__DIRECTIVE__.
Answer these questions using the business risk transcript below:
(a) Which industries does it name as highly regulated?
(b) What are the four main categories of financial risk it lists?
(c) After how many years of business did Toy R Us close down?
━━━━━ SUPPLIED TEXT ━━━━━
Hi Im Brett Quinn Founder and CEO of Strategy X
No business is entirely devoid of risk. Some types of business risks are more consequential than others.
But all of them can cause serious harm if you don’t plan for them at the right time. You regularly have to reassess your business to determine the risks that could stop your business from achieving its goals and then manage those risks to keep your business strategy on track.
Risk planning is the process of identifying, assessing, and managing business risks. In this podcast, we’ll explain:
- Six types of business risks you should plan for.
- I'll provide tips for how to identify business risks.
- And, we’ll discuss strategies for minimizing and mitigating risks.
After listening to this podcast, we trust that you’ll be equipped with the knowledge you need to manage your business risks thoroughly. So let’s begin!
6 Types of Business Risks You Need to Plan for
Business risk is any event(s) that threatens a company’s chances of achieving its goals. These could be expected or unexpected.
Here are six types of business risks that you should proactively plan for right from the start. By identifying these early on and then creating effective risk management strategies to deal with them, you can significantly minimize your business risks.
Economic risk is the chance that changes in the political and macroeconomic conditions of the country will negatively affect your business.
For example, if you have a foreign factory, exchange rate fluctuations are an economic risk. Inflation, unexpected changes in taxes, and political instability are all economic risks for businesses.
Compliance risk is where you might suffer a business loss if you fail to follow compliance standards set by the state or the government. This happens mostly in highly regulated industries, such as the food and beverage industry, or the healthcare, IT, and finance industry.
For example, if you sell user data but don’t notify your users about it according to the regulations, it’s a compliance risk you should fix.
Security risk in business includes cyber security and the security of physical assets such as inventory, transport trucks, and offices. Companies that deal with sensitive and/or confidential data, such as healthcare businesses, have to take security risks much more seriously.
If you operate a store in a politically unstable region or someplace with a high crime rate, then your business will have a higher than the average security risk.
Financial risk is the danger of losing money that you need to run your business. It could be in the form of losing capital, losing investors, or accumulating substantial debt. There are four main categories of financial risk which are: market risk, credit risk, liquidity risk, and operational risk.
A real-world example of this risk is Toy R Us. They closed down after over 70 years of business due to immense debt and lack of investors. That’s a prime example of the damage financial risk can cause when not adequately managed.
Operational risks are threats to your business due to faulty internal systems, procedures, and policies. These are common to all types of businesses: employee errors, fraud, or a failure to do what your business promises all fall in this category.
━━━━━ DATA ━━━━━
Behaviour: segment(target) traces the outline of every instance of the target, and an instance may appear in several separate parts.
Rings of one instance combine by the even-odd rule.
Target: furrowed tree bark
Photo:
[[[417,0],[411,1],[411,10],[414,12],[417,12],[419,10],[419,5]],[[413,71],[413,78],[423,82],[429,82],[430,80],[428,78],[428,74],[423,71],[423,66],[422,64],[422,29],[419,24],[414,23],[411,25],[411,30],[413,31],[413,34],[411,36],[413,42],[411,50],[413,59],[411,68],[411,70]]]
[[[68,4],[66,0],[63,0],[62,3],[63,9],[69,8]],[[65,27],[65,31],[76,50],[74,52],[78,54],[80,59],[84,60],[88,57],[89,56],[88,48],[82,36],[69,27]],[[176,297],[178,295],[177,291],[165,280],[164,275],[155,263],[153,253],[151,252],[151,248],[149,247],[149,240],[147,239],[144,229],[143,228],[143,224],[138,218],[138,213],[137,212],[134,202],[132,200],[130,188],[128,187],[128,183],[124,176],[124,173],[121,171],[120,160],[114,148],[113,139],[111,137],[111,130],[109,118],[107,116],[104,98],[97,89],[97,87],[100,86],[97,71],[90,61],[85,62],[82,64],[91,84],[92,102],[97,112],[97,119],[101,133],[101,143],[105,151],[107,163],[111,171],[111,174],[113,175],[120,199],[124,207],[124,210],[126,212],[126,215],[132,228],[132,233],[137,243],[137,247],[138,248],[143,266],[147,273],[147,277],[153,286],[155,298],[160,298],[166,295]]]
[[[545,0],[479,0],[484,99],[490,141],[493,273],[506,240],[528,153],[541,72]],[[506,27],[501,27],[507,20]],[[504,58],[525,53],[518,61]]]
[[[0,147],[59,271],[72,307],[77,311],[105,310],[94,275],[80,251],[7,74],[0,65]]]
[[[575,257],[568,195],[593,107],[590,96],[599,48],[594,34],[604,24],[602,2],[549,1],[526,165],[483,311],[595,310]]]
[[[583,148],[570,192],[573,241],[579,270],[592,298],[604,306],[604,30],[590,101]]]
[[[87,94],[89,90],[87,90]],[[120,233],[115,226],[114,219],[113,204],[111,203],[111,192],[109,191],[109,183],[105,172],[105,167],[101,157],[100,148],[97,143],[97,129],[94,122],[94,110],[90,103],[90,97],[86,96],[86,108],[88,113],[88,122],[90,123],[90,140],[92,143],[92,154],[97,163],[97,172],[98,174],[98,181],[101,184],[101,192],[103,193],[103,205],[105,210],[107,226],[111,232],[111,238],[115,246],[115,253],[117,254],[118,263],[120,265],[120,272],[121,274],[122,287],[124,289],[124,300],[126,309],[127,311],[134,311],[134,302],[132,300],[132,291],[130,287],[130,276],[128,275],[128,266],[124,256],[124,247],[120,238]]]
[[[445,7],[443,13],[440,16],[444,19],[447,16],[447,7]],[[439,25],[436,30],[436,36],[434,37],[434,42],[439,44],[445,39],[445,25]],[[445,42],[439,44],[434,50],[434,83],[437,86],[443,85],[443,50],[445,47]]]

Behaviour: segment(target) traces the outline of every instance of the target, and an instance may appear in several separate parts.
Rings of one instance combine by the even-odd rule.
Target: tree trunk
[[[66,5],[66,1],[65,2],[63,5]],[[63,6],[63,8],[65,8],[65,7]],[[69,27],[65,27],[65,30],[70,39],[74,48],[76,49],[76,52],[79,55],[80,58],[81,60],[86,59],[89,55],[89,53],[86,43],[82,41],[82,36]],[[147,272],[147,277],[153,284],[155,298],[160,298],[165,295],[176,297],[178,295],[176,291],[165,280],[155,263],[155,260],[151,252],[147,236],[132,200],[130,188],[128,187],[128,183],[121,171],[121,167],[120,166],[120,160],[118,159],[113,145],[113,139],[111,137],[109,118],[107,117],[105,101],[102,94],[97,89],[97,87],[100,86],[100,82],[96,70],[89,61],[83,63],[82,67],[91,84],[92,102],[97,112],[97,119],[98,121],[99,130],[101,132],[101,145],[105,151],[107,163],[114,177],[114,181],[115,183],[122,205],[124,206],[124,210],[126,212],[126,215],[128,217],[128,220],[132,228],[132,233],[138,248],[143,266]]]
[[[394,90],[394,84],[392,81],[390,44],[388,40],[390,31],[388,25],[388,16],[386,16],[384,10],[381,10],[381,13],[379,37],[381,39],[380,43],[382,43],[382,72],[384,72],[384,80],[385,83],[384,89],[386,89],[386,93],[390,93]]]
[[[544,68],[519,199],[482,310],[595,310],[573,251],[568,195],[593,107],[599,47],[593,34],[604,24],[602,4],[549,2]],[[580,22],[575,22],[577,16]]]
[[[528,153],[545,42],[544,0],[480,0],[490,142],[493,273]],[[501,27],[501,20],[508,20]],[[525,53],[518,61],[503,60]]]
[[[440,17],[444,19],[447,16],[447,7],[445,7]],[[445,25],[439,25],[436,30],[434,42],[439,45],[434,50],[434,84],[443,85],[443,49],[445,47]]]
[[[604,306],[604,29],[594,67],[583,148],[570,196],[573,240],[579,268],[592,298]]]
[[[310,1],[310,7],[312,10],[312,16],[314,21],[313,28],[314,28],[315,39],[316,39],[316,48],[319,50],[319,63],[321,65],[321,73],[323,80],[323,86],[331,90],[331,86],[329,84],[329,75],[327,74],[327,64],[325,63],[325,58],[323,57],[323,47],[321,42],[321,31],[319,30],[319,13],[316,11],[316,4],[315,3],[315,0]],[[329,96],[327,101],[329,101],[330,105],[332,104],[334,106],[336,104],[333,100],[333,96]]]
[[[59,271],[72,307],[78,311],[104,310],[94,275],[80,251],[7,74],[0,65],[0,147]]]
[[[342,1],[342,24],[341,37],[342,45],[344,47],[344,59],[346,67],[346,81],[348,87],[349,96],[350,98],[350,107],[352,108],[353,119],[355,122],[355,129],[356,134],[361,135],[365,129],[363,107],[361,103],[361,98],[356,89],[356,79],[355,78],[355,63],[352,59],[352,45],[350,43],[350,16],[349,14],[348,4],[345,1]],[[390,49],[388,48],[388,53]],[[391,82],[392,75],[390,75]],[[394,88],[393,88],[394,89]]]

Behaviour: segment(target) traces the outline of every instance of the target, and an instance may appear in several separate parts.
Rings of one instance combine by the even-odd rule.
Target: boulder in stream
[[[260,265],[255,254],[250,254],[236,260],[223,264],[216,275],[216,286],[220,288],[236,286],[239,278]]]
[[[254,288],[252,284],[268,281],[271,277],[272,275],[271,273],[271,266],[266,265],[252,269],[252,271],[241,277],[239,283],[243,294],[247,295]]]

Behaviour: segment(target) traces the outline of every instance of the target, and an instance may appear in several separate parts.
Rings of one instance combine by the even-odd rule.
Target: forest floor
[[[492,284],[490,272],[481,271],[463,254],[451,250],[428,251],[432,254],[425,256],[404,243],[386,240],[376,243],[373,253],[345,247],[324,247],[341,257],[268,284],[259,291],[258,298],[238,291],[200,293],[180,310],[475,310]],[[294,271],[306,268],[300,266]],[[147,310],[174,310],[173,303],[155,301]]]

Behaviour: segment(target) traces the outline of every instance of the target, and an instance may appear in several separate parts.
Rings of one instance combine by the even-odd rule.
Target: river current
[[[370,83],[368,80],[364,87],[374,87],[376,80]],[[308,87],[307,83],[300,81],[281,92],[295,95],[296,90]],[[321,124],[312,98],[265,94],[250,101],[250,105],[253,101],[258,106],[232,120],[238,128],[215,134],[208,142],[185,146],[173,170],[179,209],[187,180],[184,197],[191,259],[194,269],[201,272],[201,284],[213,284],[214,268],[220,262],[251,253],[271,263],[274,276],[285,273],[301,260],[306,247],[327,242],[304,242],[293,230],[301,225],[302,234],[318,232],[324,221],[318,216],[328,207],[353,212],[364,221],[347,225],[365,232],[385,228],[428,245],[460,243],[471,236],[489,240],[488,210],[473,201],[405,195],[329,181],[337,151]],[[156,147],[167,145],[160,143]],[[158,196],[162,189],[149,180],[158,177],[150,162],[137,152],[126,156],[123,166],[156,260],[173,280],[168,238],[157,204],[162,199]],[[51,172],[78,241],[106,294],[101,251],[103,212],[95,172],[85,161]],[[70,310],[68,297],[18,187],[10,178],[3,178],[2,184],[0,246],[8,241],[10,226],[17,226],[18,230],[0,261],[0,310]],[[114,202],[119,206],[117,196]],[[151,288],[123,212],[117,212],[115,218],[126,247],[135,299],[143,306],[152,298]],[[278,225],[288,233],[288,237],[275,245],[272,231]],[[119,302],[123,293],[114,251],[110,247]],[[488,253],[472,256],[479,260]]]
━━━━━
__FINAL ANSWER__.
(a) The food and beverage industry, and the healthcare, IT, and finance industry.
(b) Market risk, credit risk, liquidity risk, and operational risk.
(c) After over 70 years.